Task details
Please write out all the items below again, with every "bbox" swapped for "locate" and nothing else changed.

Data to use

:::

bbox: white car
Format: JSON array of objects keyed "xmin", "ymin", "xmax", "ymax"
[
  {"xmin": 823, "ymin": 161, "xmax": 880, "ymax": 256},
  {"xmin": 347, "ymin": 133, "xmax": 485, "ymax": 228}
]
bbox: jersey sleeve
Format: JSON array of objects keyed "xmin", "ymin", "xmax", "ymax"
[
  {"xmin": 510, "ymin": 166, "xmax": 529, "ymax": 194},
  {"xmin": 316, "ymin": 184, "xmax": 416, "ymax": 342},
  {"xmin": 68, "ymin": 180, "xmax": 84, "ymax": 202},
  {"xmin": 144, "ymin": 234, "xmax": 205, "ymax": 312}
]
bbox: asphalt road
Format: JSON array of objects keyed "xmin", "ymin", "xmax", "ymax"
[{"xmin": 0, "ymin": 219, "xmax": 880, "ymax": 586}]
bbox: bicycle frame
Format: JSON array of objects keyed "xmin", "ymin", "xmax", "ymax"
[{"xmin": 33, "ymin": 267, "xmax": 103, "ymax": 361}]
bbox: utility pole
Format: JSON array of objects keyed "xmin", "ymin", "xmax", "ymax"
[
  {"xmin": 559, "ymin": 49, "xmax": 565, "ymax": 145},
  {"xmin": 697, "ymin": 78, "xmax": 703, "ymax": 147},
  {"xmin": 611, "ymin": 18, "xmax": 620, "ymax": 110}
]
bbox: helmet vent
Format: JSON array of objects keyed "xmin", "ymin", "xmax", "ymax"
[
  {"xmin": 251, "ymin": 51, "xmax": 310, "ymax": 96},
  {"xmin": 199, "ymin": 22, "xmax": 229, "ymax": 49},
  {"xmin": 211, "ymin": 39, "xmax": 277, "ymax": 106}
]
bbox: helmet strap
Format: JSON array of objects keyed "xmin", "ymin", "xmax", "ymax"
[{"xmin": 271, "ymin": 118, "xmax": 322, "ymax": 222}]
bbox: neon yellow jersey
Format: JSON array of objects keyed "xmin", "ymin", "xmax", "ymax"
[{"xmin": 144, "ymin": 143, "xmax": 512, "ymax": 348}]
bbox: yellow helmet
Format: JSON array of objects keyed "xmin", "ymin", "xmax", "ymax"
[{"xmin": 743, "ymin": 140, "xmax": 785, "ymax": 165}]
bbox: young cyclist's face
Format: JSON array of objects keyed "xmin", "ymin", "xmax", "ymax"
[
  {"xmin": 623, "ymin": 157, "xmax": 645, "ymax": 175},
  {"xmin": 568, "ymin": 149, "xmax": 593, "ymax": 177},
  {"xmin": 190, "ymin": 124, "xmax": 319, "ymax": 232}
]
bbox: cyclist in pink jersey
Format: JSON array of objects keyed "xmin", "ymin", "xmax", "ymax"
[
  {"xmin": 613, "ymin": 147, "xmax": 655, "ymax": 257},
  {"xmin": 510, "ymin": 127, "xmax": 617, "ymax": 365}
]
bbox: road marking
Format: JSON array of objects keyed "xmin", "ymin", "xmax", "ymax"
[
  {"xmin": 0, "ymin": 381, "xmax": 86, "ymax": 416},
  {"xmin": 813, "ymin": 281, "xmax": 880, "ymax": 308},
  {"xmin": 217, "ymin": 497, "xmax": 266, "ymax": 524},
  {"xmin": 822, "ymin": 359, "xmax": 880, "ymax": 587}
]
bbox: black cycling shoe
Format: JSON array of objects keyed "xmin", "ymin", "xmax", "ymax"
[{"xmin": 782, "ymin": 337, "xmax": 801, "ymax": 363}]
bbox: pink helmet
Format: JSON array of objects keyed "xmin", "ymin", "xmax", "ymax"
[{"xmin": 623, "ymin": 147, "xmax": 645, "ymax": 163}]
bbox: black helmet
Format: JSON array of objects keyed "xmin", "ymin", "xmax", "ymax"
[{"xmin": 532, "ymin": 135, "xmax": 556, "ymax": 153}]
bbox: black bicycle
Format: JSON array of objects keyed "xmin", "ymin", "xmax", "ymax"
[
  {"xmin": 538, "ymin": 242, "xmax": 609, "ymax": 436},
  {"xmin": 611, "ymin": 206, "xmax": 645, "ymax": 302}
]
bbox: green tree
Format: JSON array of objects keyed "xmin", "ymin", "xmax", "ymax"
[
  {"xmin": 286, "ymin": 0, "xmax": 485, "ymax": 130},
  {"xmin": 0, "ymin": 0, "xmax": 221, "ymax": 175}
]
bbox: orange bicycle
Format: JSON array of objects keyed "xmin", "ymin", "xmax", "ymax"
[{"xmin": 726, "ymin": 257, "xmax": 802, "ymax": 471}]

:::

Correct answer
locate: white car
Format: JSON array of objects keyed "xmin", "ymin", "xmax", "ymax"
[
  {"xmin": 823, "ymin": 161, "xmax": 880, "ymax": 256},
  {"xmin": 347, "ymin": 133, "xmax": 485, "ymax": 228}
]
locate: jersey sleeve
Format: JSON array of objects keyed "xmin", "ymin", "xmax", "ymax"
[
  {"xmin": 510, "ymin": 166, "xmax": 529, "ymax": 194},
  {"xmin": 316, "ymin": 184, "xmax": 416, "ymax": 342},
  {"xmin": 68, "ymin": 180, "xmax": 84, "ymax": 202},
  {"xmin": 144, "ymin": 234, "xmax": 205, "ymax": 312}
]
locate: asphalt road
Format: JSON array of objects keyed "xmin", "ymin", "xmax", "ymax"
[{"xmin": 0, "ymin": 219, "xmax": 880, "ymax": 586}]
locate: bicycle frame
Format: JSON array of objects keyed "xmin", "ymin", "xmax", "ymax"
[{"xmin": 33, "ymin": 267, "xmax": 103, "ymax": 361}]
locate: utility pole
Format: JSON array of objects keyed "xmin", "ymin", "xmax", "ymax"
[
  {"xmin": 559, "ymin": 49, "xmax": 565, "ymax": 145},
  {"xmin": 697, "ymin": 78, "xmax": 703, "ymax": 147},
  {"xmin": 611, "ymin": 18, "xmax": 620, "ymax": 110}
]
locate: helmet vent
Format: JSON array of objects keyed "xmin", "ymin", "xmax", "ymax"
[
  {"xmin": 251, "ymin": 51, "xmax": 310, "ymax": 96},
  {"xmin": 199, "ymin": 22, "xmax": 229, "ymax": 49},
  {"xmin": 211, "ymin": 39, "xmax": 277, "ymax": 106}
]
locate: helmet strap
Format: JSON array of objects keyed "xmin", "ymin", "xmax", "ymax"
[{"xmin": 271, "ymin": 118, "xmax": 322, "ymax": 222}]
locate: neon yellow jersey
Format: JSON array of objects keyed "xmin", "ymin", "xmax", "ymax"
[{"xmin": 144, "ymin": 143, "xmax": 512, "ymax": 348}]
locate: yellow helmet
Format: JSON array of objects keyed "xmin", "ymin", "xmax", "ymax"
[{"xmin": 743, "ymin": 140, "xmax": 785, "ymax": 165}]
locate: young cyclist's face
Format: JSON array of objects keyed "xmin", "ymin", "xmax", "ymax"
[
  {"xmin": 623, "ymin": 157, "xmax": 645, "ymax": 175},
  {"xmin": 568, "ymin": 149, "xmax": 593, "ymax": 177},
  {"xmin": 190, "ymin": 124, "xmax": 319, "ymax": 232}
]
locate: cyclist in pink jersey
Format: JSON array of objects keyed "xmin", "ymin", "xmax", "ymax"
[
  {"xmin": 613, "ymin": 147, "xmax": 655, "ymax": 257},
  {"xmin": 510, "ymin": 127, "xmax": 617, "ymax": 365}
]
locate: road marking
Format: JSON array of objects keyed "xmin", "ymin", "xmax", "ymax"
[
  {"xmin": 0, "ymin": 381, "xmax": 86, "ymax": 416},
  {"xmin": 813, "ymin": 281, "xmax": 880, "ymax": 308},
  {"xmin": 217, "ymin": 497, "xmax": 266, "ymax": 524},
  {"xmin": 822, "ymin": 359, "xmax": 880, "ymax": 587}
]
locate: black cycling shoe
Format: JSON array of objects keyed "xmin", "ymin", "xmax", "ymax"
[{"xmin": 782, "ymin": 337, "xmax": 801, "ymax": 363}]
locate: pink helmet
Format: JSON array of objects keyed "xmin", "ymin", "xmax", "ymax"
[{"xmin": 623, "ymin": 147, "xmax": 645, "ymax": 163}]
locate: black helmet
Format: JSON array of objects keyed "xmin", "ymin", "xmax", "ymax"
[{"xmin": 532, "ymin": 135, "xmax": 556, "ymax": 153}]
locate: black bicycle
Format: JSON array of objects keyed "xmin", "ymin", "xmax", "ymax"
[
  {"xmin": 538, "ymin": 242, "xmax": 609, "ymax": 436},
  {"xmin": 611, "ymin": 206, "xmax": 645, "ymax": 302}
]
locate: green tree
Format: JSON array of objects keyed "xmin", "ymin", "xmax", "ymax"
[
  {"xmin": 286, "ymin": 0, "xmax": 485, "ymax": 130},
  {"xmin": 0, "ymin": 0, "xmax": 221, "ymax": 175}
]
locate: orange bicycle
Format: JSON array of objects keyed "xmin", "ymin", "xmax", "ymax"
[{"xmin": 726, "ymin": 257, "xmax": 802, "ymax": 471}]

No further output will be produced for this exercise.